→ Description of the task: What you should give back is a precise copy of the lines below from the one containing "Query: overcast sky" through the one containing "like [26, 56].", with no pictures.
····················
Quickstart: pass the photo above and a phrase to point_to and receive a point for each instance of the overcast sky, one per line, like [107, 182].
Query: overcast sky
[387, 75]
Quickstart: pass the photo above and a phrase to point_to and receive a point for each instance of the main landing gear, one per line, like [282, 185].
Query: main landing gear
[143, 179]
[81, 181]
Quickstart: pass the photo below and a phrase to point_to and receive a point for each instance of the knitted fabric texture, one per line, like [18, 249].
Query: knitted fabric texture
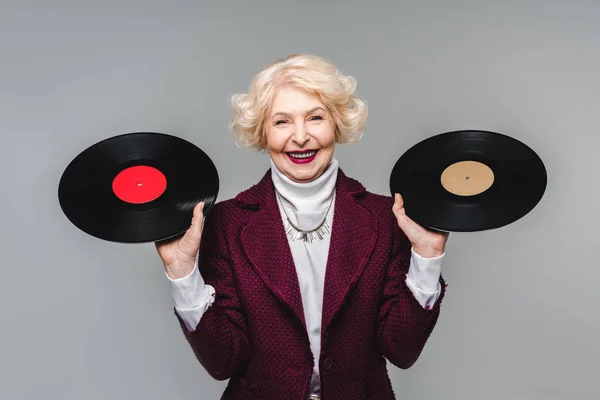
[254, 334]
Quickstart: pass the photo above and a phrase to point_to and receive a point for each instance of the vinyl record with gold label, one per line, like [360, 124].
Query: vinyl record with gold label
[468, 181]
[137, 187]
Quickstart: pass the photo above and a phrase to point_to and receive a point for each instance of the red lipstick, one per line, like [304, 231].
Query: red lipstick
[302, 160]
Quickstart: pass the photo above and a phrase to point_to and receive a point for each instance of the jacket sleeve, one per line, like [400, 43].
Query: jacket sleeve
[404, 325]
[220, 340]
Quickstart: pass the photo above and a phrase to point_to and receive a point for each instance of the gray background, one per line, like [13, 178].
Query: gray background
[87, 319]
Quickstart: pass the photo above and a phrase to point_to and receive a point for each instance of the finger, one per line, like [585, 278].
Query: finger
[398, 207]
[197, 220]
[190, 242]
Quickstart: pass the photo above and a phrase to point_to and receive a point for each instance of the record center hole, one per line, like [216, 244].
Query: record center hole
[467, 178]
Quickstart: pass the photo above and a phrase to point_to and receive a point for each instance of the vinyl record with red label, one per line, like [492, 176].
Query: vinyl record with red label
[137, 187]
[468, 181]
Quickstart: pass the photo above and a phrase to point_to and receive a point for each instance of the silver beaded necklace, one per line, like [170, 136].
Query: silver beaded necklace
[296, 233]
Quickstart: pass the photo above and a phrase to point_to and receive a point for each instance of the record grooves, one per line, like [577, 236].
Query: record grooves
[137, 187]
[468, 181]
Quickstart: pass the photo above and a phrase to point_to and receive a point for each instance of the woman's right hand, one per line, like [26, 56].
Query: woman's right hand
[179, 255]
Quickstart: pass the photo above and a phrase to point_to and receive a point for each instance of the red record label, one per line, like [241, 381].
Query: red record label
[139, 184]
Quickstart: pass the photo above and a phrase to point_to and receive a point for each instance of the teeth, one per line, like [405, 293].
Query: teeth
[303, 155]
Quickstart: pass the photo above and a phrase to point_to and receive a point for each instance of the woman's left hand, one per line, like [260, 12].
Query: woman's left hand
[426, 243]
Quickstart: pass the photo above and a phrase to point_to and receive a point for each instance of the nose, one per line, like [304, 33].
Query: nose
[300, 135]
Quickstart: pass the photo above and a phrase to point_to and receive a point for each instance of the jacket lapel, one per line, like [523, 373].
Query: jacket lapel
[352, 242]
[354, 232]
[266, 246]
····················
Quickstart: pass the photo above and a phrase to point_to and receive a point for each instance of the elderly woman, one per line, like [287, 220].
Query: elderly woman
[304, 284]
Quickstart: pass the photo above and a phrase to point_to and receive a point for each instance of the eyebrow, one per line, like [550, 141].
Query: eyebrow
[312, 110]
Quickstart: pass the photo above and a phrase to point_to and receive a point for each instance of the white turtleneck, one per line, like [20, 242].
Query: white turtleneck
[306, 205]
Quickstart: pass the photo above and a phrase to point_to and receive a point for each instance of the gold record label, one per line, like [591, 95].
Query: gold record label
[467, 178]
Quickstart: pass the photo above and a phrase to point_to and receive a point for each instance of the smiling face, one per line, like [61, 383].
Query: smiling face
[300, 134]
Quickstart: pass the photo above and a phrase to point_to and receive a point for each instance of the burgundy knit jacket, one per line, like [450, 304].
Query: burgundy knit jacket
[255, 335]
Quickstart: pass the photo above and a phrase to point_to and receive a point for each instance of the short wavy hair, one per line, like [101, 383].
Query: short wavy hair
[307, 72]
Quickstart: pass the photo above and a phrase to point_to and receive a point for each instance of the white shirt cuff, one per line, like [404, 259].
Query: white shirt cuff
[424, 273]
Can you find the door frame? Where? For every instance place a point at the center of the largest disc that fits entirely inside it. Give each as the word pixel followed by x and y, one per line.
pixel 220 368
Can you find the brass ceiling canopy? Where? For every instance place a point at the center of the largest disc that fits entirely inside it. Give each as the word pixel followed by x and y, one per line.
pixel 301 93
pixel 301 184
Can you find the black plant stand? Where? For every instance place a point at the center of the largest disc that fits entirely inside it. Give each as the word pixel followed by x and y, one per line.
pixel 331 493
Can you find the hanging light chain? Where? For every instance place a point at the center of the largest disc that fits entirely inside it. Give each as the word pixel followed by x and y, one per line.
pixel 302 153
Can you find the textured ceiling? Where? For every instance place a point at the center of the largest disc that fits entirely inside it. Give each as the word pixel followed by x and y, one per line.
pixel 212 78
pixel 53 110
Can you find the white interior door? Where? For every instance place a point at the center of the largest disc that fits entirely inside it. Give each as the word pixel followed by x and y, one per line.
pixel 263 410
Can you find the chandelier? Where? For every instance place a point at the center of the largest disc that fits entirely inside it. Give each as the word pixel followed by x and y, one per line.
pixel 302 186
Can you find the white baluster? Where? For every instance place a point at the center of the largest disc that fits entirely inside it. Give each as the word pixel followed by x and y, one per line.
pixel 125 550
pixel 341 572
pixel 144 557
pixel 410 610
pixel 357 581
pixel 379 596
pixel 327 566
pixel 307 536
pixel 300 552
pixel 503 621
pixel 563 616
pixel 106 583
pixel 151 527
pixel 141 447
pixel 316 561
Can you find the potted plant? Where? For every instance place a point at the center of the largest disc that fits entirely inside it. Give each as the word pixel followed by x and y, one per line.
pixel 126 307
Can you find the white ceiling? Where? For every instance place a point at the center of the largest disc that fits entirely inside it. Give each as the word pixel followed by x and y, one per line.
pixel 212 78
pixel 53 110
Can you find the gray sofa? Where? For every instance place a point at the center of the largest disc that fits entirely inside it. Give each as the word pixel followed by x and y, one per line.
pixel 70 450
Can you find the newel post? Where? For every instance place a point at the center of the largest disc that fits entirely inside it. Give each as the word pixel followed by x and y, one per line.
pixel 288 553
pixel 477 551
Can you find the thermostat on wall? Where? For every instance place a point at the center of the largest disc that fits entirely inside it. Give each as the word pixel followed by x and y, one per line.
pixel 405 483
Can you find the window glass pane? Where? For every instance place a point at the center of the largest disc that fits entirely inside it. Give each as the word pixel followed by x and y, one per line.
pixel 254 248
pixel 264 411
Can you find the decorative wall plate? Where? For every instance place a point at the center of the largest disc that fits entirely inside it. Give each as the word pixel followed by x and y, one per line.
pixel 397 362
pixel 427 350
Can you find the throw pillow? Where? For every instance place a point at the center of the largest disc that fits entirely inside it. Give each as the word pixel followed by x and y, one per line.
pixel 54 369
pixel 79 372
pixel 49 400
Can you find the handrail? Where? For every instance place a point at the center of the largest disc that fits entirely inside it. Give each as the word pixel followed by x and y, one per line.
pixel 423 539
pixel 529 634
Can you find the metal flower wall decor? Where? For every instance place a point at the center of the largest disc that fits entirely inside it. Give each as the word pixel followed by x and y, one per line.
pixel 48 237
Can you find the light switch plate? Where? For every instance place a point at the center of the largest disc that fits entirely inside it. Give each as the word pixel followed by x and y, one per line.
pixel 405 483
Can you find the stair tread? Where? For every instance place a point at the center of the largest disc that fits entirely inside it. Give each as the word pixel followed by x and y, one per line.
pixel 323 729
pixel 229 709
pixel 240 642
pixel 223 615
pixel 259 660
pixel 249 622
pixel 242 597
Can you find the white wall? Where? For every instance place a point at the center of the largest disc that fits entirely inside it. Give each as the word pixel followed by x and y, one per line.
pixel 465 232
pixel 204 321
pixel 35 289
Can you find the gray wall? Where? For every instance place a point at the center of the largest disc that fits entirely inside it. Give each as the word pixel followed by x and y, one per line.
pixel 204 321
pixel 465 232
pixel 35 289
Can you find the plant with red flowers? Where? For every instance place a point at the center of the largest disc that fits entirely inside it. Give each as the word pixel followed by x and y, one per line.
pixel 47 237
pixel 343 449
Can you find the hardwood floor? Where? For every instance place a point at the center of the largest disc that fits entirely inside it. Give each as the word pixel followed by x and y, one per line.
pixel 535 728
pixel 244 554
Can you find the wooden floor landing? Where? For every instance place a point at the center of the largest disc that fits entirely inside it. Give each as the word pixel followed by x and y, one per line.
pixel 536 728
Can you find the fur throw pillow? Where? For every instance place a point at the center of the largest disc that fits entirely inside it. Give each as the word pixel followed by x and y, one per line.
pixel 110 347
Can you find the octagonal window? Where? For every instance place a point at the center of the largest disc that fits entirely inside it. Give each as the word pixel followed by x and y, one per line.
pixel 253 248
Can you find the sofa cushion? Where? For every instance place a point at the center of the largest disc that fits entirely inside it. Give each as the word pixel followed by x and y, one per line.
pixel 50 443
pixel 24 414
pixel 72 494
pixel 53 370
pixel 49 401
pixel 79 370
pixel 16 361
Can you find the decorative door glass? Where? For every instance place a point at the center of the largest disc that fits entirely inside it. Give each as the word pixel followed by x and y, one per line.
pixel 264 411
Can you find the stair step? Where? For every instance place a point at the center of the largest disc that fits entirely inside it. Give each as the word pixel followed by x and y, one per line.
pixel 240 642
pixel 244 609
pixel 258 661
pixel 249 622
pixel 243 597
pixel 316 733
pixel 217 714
····················
→ Task answer:
Query: overcast sky
[387, 75]
Quickstart: pass the photo above and a phrase to point_to and receive a point for each instance of the main landing gear, one per line, like [282, 185].
Query: main landing gear
[143, 179]
[81, 181]
Quickstart: pass the photo below and a phrase to point_to and receive a point for each instance of the knitted fabric texture, one per line, like [18, 249].
Query: knitted fabric texture
[254, 334]
Quickstart: pass the photo above and a phrase to point_to and receive a point for each instance of the vinyl record with gold label, one per line, like [360, 124].
Query: vinyl record with gold label
[468, 181]
[137, 187]
Quickstart: pass the photo above and a phrase to point_to and receive a point for each instance of the red lipstick, one per line, like [304, 231].
Query: red lipstick
[302, 160]
Quickstart: pass the photo above and a phrase to point_to and receive a point for each instance of the jacket sleeve, one per line, like [400, 43].
Query: jacket sleeve
[404, 325]
[220, 340]
Quickstart: pass the photo above and a phrase to point_to and receive a point for each instance of the gray background, one per line, like [13, 178].
Query: gray background
[87, 319]
Quickstart: pass the photo above and a phrase to point_to and receive a point for each instance of the finger, one per line, like [585, 278].
Query: finger
[398, 207]
[197, 220]
[190, 242]
Quickstart: pass the photo above and a phrase to point_to and receive a point for each instance of the record center hole, one per line, like [216, 244].
Query: record center hole
[467, 178]
Quickstart: pass the photo above and a phrase to point_to and receive a point for each instance of the vinyl record with red label, one per line, like [492, 176].
Query: vinyl record with red label
[137, 187]
[468, 181]
Quickstart: pass the photo above and a phrase to point_to and receive a point for each instance of the silver beaded necklace, one per line, like [170, 136].
Query: silver beaded necklace
[296, 233]
Quickstart: pass the photo above and a phrase to point_to and receive a point for each instance of the record grooves, one per line, like [577, 236].
Query: record grooves
[137, 187]
[468, 181]
Quickstart: pass the photo above and a phrase to point_to and receive a point for each instance of the woman's right hand, one per line, like [26, 56].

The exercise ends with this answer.